• **To be done**: Count the lines in the listing below that contain the word "target". Give only the number.

• **Data provided**:
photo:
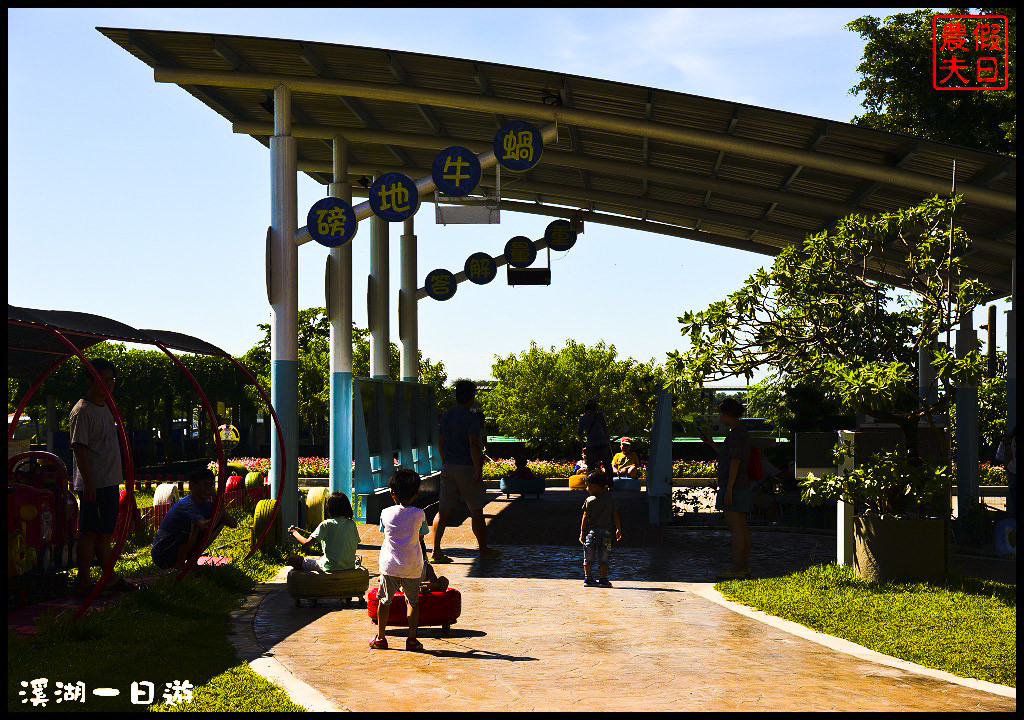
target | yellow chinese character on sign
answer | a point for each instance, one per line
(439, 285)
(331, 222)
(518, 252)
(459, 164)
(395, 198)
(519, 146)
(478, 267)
==
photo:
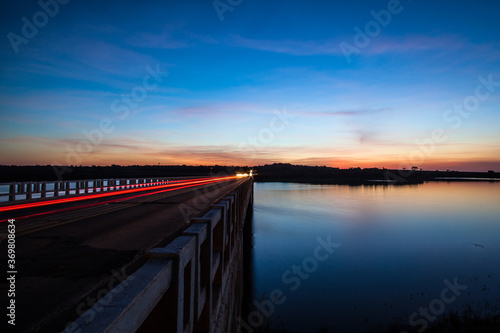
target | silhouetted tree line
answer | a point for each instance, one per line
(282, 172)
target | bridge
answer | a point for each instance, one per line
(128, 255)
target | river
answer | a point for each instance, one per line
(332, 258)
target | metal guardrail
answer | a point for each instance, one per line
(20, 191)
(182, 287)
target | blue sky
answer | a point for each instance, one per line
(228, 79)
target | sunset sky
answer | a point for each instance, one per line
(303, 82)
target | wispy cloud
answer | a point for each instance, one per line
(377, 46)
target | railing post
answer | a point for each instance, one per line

• **Solution below**: 9